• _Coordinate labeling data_
"""

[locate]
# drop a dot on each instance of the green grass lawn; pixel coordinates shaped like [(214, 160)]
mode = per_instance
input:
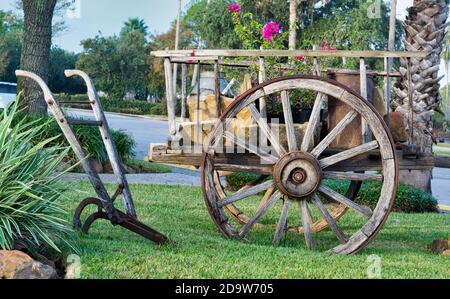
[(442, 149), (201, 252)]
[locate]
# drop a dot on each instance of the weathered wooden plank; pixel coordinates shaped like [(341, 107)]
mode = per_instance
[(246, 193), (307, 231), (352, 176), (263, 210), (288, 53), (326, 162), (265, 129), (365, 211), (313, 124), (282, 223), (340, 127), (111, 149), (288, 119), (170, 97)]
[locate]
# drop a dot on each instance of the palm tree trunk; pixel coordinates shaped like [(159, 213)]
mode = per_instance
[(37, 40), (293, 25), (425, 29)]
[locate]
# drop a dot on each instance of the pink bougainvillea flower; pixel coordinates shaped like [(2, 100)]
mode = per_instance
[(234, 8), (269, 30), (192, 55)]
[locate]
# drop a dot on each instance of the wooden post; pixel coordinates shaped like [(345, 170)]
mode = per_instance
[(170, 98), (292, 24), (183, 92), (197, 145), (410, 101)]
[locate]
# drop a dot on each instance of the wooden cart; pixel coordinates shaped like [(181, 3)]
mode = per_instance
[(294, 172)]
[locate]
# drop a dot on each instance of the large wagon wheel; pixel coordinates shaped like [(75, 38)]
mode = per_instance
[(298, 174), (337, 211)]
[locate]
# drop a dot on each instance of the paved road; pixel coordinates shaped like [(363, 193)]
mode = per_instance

"""
"""

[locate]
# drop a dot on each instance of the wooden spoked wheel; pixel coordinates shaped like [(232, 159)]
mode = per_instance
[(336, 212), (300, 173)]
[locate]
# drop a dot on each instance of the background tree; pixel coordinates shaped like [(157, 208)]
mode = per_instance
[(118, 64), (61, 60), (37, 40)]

"""
"""

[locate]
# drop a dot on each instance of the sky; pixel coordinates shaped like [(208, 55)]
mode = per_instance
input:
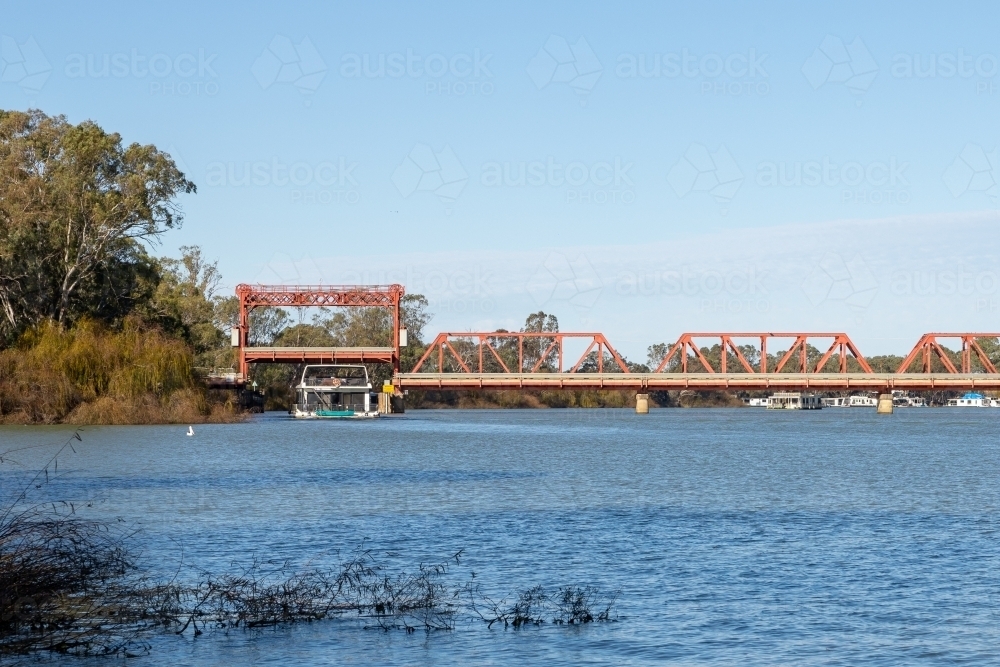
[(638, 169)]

"""

How many lines in the items above contain the word "wooden"? Reply with the number only.

4